──────── Exercise inputs

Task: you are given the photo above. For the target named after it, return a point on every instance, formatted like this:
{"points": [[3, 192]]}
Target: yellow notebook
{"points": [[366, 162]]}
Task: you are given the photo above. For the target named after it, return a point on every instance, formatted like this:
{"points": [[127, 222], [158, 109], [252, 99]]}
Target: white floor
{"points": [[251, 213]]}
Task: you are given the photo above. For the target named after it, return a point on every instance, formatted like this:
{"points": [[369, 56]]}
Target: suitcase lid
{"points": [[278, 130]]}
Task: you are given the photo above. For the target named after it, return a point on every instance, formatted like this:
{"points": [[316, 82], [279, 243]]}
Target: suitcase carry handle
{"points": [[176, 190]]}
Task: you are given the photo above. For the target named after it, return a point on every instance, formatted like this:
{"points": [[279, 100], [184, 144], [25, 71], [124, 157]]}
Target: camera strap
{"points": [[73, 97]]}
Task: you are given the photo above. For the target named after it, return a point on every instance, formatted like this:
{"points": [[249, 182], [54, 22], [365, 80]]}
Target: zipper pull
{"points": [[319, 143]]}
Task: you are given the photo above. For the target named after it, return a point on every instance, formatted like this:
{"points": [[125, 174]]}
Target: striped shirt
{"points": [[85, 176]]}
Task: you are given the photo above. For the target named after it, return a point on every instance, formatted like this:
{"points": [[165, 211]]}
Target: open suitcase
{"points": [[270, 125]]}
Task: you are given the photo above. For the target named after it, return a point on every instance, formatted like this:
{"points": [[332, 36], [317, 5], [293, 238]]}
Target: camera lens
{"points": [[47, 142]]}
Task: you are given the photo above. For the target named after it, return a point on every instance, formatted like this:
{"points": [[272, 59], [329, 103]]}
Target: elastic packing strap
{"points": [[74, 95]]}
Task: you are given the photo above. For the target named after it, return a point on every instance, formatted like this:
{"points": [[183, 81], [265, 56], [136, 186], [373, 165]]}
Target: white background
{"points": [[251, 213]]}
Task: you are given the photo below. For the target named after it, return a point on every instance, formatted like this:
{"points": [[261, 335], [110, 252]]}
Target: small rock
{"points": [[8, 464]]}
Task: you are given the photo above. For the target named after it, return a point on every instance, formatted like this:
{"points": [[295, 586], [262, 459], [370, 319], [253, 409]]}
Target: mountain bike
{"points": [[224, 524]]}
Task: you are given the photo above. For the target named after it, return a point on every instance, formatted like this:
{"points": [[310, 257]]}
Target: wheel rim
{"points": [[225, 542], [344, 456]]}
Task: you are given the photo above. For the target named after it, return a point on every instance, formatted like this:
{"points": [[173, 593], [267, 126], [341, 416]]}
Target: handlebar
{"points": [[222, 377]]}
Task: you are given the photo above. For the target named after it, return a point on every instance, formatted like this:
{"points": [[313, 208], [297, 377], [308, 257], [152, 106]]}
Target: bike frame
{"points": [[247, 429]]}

────────────────

Task objective.
Output exactly the lines above, from the one holding "Task: you are given the photo below." through the end of the data, including the first and last.

The result.
Task: you are given the photo below. For the target named after it, return a point on every instance, formatted like this:
{"points": [[261, 335], [110, 252]]}
Target: small rock
{"points": [[8, 464]]}
Task: you are given the photo above. For the target named after it, return a point on every instance, formatted like this:
{"points": [[295, 586], [262, 459], [370, 319], [253, 409]]}
Target: mountain bike
{"points": [[224, 524]]}
Task: you are given the photo above. For the target named after it, return a point on every instance, formatted like this:
{"points": [[310, 257]]}
Target: wheel rim
{"points": [[225, 542], [344, 456]]}
Task: you are given the photo above. For the target named after it, return a point on every instance, formatted like this:
{"points": [[173, 593], [267, 126], [341, 416]]}
Target: handlebar
{"points": [[222, 377]]}
Task: you are given the photo above. For the target named after it, return a point on every instance, formatted like this:
{"points": [[313, 208], [297, 377], [308, 257], [152, 106]]}
Target: bike frame
{"points": [[247, 429]]}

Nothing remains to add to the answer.